# [TEXT SEGMENT]
Crestapol 1212 and 1214 (which contains a low profile additive for superior surface finish) are said to offer a number of advantages for pultrusion over traditional polyester and vinyl ester resins, including a tough resin matrix, improved line speed and excellent surface finish. The resin’s low viscosity allows for a wide range of filler loadings, as well as excellent wet out of glass reinforcement. For high FST performance aluminium trihydroxide (ATH) fire retardant can be incorporated at up to 200 phr. The ability to carry high ATH levels and still retain good mechanical properties means these products are good options for projects with both fire and
strength requirements. Crestapol 1212, with 170 pph ATH, was used to pultrude the 810 cm wide corrugated tunnel plates for the Pajares road tunnel project in Barcelona. In a building refurbishment project in Alicante, Spain, new façade panels were manufacturing using Crestapol 1212 by pultrusion and other processes. Using Crestapol 1212 in combination a UV resistant, marine quality gel-coat ensured that the composite panels met the required fire standard.

# [Items from a labeling collection]
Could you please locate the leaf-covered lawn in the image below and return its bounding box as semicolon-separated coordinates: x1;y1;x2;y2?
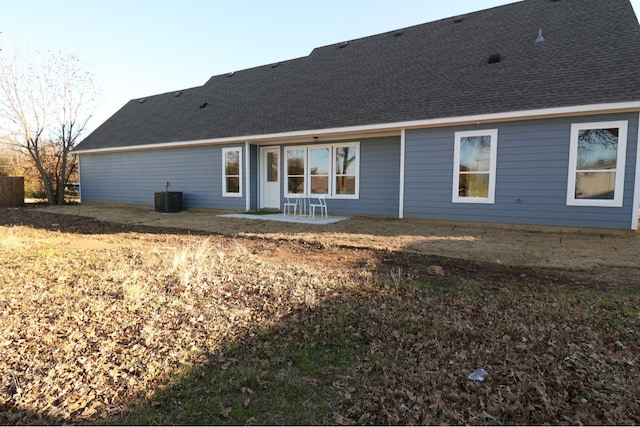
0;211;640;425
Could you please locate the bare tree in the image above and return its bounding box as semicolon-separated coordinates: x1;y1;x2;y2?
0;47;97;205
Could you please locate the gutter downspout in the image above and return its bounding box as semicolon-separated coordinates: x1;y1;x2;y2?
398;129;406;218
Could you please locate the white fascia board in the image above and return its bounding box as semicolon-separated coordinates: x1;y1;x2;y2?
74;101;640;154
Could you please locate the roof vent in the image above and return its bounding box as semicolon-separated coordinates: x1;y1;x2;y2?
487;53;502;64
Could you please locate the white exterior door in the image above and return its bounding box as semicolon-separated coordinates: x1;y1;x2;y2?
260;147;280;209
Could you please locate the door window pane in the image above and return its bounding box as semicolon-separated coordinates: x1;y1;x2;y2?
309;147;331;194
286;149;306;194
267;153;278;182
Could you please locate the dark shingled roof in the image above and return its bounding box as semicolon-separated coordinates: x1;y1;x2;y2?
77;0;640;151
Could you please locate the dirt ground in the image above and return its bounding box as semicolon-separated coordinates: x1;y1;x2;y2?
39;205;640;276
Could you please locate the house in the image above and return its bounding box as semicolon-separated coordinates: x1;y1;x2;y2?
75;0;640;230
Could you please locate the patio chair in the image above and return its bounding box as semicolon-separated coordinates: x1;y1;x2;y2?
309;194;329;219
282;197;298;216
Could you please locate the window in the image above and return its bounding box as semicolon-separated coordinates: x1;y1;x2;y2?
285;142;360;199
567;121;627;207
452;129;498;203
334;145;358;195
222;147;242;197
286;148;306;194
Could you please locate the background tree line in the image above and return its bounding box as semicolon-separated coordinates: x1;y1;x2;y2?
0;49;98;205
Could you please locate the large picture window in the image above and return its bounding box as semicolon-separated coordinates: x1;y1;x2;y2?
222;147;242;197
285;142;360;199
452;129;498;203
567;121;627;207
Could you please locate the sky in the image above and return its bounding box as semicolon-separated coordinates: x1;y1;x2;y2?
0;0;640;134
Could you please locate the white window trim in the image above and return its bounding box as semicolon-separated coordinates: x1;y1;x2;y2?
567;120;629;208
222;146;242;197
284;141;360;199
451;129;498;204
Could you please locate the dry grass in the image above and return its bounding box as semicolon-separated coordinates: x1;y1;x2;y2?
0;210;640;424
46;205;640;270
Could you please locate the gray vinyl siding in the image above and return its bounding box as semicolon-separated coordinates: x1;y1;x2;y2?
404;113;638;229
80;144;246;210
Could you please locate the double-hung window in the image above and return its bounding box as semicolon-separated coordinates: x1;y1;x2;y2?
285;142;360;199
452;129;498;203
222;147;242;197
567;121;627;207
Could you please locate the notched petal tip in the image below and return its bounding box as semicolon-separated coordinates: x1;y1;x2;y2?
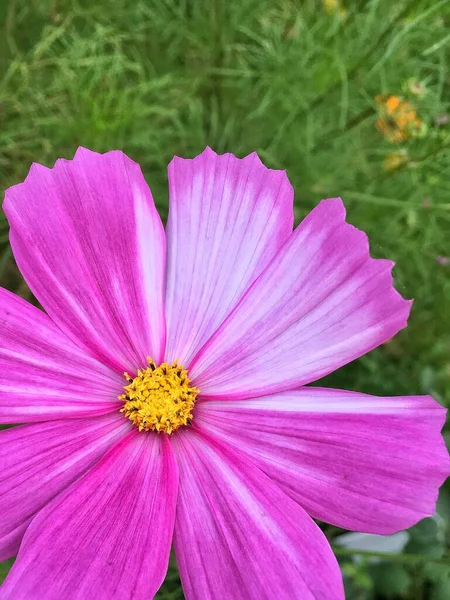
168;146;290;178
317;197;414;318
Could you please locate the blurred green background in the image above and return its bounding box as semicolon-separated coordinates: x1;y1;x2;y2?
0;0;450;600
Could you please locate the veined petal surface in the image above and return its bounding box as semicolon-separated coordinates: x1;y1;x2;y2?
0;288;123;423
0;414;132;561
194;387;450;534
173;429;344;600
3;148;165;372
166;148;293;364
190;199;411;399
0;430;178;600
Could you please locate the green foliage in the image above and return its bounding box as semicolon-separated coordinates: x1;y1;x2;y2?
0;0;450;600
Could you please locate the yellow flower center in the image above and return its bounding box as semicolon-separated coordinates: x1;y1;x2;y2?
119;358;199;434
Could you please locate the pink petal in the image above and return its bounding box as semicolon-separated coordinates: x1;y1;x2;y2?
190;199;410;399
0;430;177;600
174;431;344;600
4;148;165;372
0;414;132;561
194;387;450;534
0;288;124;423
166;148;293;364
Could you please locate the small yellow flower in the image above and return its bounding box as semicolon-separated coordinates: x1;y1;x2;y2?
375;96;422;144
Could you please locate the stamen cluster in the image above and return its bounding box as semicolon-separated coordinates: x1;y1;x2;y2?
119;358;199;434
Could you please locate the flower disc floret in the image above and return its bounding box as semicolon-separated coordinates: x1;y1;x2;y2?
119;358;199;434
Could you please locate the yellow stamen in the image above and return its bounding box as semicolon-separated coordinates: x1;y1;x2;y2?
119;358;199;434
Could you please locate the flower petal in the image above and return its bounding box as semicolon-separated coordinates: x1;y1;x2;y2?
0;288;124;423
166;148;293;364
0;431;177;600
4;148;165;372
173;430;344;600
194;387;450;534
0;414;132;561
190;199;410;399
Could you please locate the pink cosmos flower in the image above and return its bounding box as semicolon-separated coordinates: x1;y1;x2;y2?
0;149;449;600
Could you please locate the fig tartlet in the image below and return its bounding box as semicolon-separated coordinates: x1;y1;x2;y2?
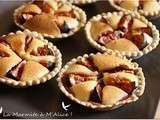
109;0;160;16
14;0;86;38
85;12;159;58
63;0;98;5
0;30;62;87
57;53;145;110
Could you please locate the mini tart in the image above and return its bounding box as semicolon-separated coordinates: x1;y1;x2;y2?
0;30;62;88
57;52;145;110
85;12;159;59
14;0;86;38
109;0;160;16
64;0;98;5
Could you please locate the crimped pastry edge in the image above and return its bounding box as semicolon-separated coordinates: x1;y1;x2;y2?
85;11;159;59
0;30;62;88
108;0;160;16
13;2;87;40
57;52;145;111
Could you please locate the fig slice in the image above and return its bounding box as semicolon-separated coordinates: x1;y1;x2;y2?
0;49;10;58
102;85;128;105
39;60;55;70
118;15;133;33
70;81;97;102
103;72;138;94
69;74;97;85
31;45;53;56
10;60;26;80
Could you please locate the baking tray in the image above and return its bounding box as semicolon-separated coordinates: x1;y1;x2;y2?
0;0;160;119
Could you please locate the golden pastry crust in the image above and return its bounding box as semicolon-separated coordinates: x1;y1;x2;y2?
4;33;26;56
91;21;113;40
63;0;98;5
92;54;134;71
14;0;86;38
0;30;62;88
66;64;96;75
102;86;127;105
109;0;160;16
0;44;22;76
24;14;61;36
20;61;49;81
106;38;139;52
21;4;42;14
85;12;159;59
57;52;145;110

# [GOAL 1]
Print the Crestapol resin passage word for word, in full.
# [GOAL 2]
Turn the records into a JSON list of strings, one string per line, starting at their first line and stopping after the line that contains "0;47;97;205". Skip blank lines and leave the pictures out.
The records have no connection to the Crestapol resin passage.

# [RESULT 1]
Crestapol 1212 and 1214 (which contains a low profile additive for superior surface finish) are said to offer a number of advantages for pultrusion over traditional polyester and vinyl ester resins, including a tough resin matrix, improved line speed and excellent surface finish. The resin’s low viscosity allows for a wide range of filler loadings, as well as excellent wet out of glass reinforcement. For high FST performance aluminium trihydroxide (ATH) fire retardant can be incorporated at up to 200 phr. The ability to carry high ATH levels and still retain good mechanical properties means these products are good options for projects with both fire and
strength requirements. Crestapol 1212, with 170 pph ATH, was used to pultrude the 810 cm wide corrugated tunnel plates for the Pajares road tunnel project in Barcelona. In a building refurbishment project in Alicante, Spain, new façade panels were manufacturing using Crestapol 1212 by pultrusion and other processes. Using Crestapol 1212 in combination a UV resistant, marine quality gel-coat ensured that the composite panels met the required fire standard.

# [RESULT 2]
[
  "Could you please locate the leaf-covered lawn in the image below and return its bounding box as semicolon-separated coordinates: x1;y1;x2;y2?",
  "0;211;640;425",
  "Could you please locate the bare tree in the image above and return its bounding box as semicolon-separated coordinates: x1;y1;x2;y2?",
  "0;47;97;205"
]